**Problem requirements**
Return the lines below in which the string "image" occurs.

### Supplied material ###

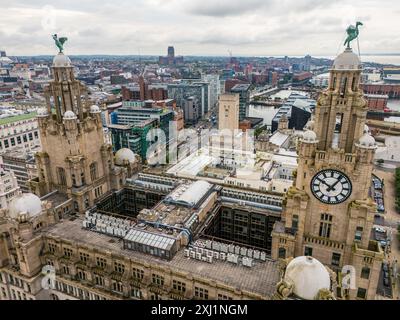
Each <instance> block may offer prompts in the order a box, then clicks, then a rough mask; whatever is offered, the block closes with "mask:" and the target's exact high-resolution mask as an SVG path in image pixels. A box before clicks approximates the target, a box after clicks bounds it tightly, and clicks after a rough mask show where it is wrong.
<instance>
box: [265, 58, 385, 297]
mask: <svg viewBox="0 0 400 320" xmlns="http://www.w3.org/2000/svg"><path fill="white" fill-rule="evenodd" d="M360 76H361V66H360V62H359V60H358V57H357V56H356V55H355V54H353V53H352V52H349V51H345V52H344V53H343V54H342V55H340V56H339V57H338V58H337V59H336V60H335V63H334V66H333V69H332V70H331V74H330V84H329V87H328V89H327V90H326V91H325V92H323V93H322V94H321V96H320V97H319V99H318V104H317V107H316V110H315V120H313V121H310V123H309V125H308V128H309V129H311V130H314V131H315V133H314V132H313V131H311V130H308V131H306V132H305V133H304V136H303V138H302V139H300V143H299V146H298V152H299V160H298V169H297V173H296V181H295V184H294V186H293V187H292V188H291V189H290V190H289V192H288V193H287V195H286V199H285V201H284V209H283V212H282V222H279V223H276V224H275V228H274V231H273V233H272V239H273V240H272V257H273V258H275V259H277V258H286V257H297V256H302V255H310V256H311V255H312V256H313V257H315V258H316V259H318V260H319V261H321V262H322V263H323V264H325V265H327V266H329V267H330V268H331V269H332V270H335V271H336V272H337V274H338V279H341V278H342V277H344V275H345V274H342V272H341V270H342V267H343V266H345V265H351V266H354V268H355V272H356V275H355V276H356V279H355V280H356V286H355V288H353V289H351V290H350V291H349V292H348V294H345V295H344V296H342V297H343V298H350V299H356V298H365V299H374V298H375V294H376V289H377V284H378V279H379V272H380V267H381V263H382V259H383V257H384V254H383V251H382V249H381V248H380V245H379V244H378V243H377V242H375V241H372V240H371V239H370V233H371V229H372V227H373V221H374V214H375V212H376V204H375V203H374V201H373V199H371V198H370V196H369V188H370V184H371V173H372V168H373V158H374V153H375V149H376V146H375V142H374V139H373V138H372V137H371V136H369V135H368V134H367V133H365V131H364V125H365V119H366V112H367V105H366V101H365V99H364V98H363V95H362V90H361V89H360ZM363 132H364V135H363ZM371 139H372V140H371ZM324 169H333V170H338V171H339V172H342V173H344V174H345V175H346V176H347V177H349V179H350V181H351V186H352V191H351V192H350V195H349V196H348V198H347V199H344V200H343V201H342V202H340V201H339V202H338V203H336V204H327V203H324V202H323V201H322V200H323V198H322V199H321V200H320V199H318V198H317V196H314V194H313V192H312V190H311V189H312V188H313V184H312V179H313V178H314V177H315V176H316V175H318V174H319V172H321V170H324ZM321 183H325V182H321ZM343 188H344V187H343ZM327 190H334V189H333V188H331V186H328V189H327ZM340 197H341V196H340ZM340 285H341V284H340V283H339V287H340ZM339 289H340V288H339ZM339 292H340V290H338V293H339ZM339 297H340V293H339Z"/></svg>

###
### Supplied material ###

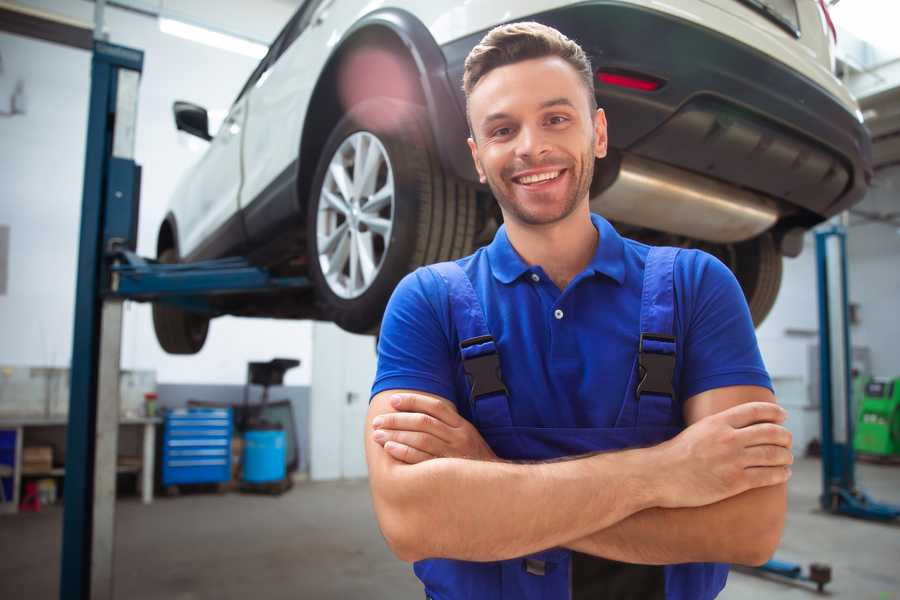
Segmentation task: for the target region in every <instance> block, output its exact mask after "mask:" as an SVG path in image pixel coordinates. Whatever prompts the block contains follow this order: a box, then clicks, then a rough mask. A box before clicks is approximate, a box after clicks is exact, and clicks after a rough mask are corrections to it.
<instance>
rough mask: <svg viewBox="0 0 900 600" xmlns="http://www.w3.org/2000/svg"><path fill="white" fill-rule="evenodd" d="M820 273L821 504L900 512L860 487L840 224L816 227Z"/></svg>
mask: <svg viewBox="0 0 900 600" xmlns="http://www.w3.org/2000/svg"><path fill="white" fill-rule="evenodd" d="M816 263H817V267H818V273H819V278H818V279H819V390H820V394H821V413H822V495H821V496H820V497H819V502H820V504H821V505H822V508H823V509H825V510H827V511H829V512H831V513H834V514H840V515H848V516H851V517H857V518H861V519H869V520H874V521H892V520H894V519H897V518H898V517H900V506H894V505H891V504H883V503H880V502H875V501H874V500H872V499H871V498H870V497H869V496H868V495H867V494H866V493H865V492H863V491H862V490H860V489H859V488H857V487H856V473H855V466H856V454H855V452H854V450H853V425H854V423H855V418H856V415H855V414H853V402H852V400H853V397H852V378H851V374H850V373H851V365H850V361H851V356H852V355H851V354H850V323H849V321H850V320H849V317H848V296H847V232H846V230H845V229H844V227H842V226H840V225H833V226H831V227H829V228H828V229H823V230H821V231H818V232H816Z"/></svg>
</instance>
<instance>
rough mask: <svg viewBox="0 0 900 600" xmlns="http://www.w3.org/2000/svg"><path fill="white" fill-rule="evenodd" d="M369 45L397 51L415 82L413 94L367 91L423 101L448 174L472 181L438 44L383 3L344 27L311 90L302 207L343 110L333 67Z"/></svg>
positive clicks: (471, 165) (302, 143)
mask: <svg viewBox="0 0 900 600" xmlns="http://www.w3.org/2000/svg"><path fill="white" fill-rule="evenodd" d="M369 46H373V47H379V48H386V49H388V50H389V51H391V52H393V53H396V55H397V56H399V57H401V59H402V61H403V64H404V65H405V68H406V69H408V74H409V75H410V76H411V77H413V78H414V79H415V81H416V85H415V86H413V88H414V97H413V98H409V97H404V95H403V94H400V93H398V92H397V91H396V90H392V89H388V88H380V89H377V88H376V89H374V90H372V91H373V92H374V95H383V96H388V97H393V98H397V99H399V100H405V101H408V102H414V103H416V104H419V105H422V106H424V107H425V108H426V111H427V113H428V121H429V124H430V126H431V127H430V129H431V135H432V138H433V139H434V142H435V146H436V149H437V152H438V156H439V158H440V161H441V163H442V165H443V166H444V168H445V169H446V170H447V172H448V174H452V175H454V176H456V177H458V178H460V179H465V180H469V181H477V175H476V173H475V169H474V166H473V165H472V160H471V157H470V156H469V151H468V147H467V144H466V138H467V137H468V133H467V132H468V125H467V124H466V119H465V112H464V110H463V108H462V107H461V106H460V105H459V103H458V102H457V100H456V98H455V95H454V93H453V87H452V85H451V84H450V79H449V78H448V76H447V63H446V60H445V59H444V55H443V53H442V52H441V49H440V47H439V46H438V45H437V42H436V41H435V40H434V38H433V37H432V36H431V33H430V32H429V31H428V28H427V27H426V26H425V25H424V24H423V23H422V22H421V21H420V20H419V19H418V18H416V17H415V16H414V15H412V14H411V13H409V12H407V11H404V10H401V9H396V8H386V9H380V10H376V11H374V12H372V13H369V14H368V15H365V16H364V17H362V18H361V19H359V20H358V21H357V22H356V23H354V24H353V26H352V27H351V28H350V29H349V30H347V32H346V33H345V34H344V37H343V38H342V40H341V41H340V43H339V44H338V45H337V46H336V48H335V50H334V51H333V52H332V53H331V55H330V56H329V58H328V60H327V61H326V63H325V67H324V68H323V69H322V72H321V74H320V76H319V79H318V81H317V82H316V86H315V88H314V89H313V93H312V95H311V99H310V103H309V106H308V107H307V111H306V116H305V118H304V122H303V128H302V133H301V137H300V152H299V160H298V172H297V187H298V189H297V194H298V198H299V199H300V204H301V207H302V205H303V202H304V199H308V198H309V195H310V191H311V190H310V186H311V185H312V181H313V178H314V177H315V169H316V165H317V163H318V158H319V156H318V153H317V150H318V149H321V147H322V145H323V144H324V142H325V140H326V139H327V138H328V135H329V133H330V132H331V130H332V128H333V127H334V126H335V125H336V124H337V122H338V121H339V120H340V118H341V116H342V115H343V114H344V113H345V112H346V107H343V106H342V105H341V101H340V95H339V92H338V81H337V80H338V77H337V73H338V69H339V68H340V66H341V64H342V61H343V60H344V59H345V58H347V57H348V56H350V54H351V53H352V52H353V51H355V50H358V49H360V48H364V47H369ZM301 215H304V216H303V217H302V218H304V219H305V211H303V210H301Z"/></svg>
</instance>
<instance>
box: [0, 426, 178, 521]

###

**Result below**
Each <instance> block may offer prompts in the order a box, then clicks, then a rough mask; whatever is offered, the block closes with "mask:" and the target's exact high-resolution mask as an SVG path in image pixels. A box before clicks approximates the target, a box after clicks bounds it tightly, and clicks after a rough mask show where it is wrong.
Segmentation task: for the target region in every <instance> block, output its exact mask after "mask:" as an SVG path in image pixel coordinates. Whatever prompts the block contains follow this order: a box, then clicks, then a rough mask. A box before clicks is approximate, a box after clicks is exact, and clicks after a rough mask are corrections to it.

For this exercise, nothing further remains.